_Document extract_
_ _ _ _
Eternal life may soon be programmed through social media. The use of algorithms and artificial intelligence is expected to allow communication between the living and the dead. Researchers from the University of Melbourne have dubbed this idea “social immortality after biological death”.
“When so many of our contemporary social interactions occur online rather than in the flesh, the cultural foundation and infrastructure is clearly laid to widen the gap between social life and biological life, and relegate the body and its status as living or dead, to a social irrelevancy” (University of Melbourne 2017)
To realistically make ‘communication’ with the deceased possible, a variety of software will be required. Algorithms would be needed to analyse the entire social media history of a person as well as their language style. Emails, tweets, Google searches and Facebook and Instagram likes would be studied to determine that person’s interests, personality, habits and how they express themselves online. This is not a huge step away from what algorithms already track today, often for research or marketing purposes.
The software would need to break down and interpret personal and public messages on social media and email accounts and respond to them appropriately and in a way which mimics the attitude and habits of the deceased.
Whilst the above technology is not far from development, further visions for social immortality exist. These include a more sophisticated presence from the ‘user’, such as an authentic voice reproduction, virtual reality or a hologram of their body.
It’s important to realise that this software will not actually make us eternal; rather a bot will be trained to mimic our online behaviours.
The Netflix series Black Mirror, which often portrays satirical warnings about the dystopian modern world, aired an episode which cleverly illustrates this idea of artificial life after death via social media. Be Right Back tells the story of a devastated widow who enlists a corporation to create a replica of her deceased partner. The replica is created from the deceased’s social media output, emails and other internet accounts. It begins as a mere voice recording via telephone and evolves to a synthetic flesh model. It goes on to raise questions of ethics and challenge both the definition of life and the role of media in our lives.
Several more basic technologies already exist to give the dead a voice. A service called Email From Death allows you to prepare an email which will be sent out to loved ones after you die. It sends out prompts to make sure you’re still alive – which is fairly morbid – and once several prompts are ignored, the software assumes you have passed on and the messages are released.
We can already communicate with non-human software. If social personas of the dead are given the ability to communicate with the biologically living, and thus become eternal under some definitions of life, questions of what it means to live and what it means to be human are likely to rise, as well as how much of life (and death) is a penetrable by the digital realm.
_ _ _ _
Referring expression data:
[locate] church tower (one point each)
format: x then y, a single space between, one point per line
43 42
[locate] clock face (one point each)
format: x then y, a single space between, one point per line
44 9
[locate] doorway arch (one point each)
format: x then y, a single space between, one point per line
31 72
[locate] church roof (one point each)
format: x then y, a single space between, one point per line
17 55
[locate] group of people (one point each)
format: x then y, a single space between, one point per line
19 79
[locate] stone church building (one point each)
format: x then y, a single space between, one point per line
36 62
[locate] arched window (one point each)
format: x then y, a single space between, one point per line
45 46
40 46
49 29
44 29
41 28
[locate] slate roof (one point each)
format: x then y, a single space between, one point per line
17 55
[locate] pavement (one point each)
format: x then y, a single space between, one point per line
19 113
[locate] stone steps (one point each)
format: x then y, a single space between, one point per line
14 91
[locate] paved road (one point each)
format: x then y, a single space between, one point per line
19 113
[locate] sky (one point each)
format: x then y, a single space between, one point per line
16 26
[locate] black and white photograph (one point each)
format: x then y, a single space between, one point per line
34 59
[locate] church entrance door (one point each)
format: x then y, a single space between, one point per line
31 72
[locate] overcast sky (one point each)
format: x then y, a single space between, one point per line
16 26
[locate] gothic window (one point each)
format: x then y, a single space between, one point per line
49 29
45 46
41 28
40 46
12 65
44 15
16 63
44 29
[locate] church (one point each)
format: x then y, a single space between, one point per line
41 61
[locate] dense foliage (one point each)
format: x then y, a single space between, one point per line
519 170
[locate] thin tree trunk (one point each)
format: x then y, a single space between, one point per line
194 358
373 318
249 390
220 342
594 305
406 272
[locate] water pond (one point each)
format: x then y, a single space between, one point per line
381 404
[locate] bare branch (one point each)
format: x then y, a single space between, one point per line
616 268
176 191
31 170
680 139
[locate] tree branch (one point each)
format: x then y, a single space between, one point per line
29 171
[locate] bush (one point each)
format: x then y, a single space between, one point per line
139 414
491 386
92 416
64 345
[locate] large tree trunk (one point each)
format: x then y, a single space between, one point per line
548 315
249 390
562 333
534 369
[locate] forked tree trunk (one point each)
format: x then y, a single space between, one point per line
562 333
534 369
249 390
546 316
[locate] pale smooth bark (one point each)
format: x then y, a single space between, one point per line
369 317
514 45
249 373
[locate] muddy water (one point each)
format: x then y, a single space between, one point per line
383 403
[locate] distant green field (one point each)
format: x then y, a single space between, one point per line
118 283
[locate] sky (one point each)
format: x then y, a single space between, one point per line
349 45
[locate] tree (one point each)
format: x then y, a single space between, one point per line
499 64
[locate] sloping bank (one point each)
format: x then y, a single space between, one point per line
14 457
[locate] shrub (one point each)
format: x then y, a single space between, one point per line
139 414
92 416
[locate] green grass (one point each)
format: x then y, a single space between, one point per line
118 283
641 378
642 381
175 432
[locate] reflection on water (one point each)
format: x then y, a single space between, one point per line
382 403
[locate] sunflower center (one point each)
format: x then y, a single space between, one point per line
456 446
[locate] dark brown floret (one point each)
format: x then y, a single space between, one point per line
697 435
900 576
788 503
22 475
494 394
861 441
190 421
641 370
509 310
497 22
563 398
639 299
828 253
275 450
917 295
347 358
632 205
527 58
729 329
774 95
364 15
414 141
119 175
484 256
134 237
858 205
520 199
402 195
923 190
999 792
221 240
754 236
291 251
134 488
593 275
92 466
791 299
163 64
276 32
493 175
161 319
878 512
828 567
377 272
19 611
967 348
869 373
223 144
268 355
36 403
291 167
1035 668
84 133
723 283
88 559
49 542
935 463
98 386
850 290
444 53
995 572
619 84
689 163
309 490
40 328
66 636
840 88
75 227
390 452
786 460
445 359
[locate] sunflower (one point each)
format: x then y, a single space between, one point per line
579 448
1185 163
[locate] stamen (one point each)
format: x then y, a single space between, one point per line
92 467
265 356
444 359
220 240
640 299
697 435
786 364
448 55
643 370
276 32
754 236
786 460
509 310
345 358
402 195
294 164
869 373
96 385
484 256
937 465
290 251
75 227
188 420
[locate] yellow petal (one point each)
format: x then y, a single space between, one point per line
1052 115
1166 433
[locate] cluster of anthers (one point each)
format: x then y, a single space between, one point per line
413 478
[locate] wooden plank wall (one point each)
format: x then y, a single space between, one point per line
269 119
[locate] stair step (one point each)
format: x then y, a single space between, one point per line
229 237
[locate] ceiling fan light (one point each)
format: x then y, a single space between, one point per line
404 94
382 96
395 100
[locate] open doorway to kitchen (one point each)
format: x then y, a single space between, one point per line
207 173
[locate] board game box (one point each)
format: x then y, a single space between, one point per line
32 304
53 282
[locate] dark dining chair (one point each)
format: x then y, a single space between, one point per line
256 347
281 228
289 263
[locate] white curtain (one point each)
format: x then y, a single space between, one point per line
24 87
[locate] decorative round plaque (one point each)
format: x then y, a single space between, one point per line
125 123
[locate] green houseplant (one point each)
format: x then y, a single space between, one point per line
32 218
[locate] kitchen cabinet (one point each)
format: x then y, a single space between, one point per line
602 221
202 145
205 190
_ _ _ _
_Assigned task 1_
What further visions for social immortality, beyond the basic technology, does the article on social immortality list?
_Assigned task 2_
Repeat word for word the passage of the article on social immortality that begins at the words "Whilst the above" and stops after the words "our online behaviours.".
None of this material is needed.

_Result 1_
An authentic voice reproduction, virtual reality, and a hologram of the user's body.

_Result 2_
Whilst the above technology is not far from development, further visions for social immortality exist. These include a more sophisticated presence from the ‘user’, such as an authentic voice reproduction, virtual reality or a hologram of their body.
It’s important to realise that this software will not actually make us eternal; rather a bot will be trained to mimic our online behaviours.